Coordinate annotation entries
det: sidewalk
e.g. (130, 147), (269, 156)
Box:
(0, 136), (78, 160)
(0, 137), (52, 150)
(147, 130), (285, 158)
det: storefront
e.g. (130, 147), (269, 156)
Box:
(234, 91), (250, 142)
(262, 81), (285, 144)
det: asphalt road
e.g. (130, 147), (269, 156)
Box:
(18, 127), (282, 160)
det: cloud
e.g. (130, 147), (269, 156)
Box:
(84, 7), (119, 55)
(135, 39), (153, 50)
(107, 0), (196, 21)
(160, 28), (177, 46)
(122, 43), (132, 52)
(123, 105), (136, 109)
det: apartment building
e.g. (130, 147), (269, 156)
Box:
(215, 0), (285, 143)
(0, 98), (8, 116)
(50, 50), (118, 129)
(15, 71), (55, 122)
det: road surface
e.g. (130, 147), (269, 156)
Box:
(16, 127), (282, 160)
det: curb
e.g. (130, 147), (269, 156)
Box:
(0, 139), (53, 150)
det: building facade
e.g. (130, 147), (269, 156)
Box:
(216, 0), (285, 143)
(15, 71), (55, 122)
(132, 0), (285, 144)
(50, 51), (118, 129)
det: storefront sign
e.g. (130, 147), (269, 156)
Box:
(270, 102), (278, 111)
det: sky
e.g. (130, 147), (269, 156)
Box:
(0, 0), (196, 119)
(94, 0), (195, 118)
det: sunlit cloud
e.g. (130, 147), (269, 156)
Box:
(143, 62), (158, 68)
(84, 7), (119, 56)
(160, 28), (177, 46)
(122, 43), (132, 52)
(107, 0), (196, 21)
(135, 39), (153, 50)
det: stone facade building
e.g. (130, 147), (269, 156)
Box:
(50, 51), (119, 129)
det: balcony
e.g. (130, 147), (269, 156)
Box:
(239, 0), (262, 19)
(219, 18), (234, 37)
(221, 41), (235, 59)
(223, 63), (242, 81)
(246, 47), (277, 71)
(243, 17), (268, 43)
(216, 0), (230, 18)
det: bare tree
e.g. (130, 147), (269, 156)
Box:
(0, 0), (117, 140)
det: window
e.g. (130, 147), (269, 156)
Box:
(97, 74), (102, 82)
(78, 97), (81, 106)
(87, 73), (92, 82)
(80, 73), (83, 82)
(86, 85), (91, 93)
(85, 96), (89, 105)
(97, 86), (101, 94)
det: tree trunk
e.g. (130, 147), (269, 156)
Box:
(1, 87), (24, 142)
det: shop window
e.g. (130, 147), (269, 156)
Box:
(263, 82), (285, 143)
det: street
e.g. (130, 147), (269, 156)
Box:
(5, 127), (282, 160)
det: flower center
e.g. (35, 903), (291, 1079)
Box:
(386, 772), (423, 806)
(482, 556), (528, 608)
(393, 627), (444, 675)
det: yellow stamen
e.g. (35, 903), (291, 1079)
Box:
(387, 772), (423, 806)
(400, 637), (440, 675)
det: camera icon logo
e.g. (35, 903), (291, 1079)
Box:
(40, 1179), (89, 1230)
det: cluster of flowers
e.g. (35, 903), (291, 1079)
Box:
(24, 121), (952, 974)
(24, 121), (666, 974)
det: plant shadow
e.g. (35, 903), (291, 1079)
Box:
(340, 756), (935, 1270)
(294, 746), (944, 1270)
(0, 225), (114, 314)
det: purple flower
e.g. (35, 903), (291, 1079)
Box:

- **Stated exercise**
Lay out as a numbered list, omitting blank lines, the part of the listing that opens with the line containing "det: cluster of flowers" and runs through the end of the listing, both ends included.

- **Written response**
1. det: cluster of flowers
2. e.g. (35, 903), (291, 1079)
3. Box:
4. (24, 121), (952, 974)
5. (24, 121), (666, 974)
6. det: plant shadow
7. e.g. (35, 903), (291, 1079)
8. Box:
9. (340, 756), (935, 1270)
10. (294, 746), (944, 1270)
11. (0, 225), (114, 314)
12. det: purple flower
13. e.g. (35, 903), (291, 1079)
14. Box:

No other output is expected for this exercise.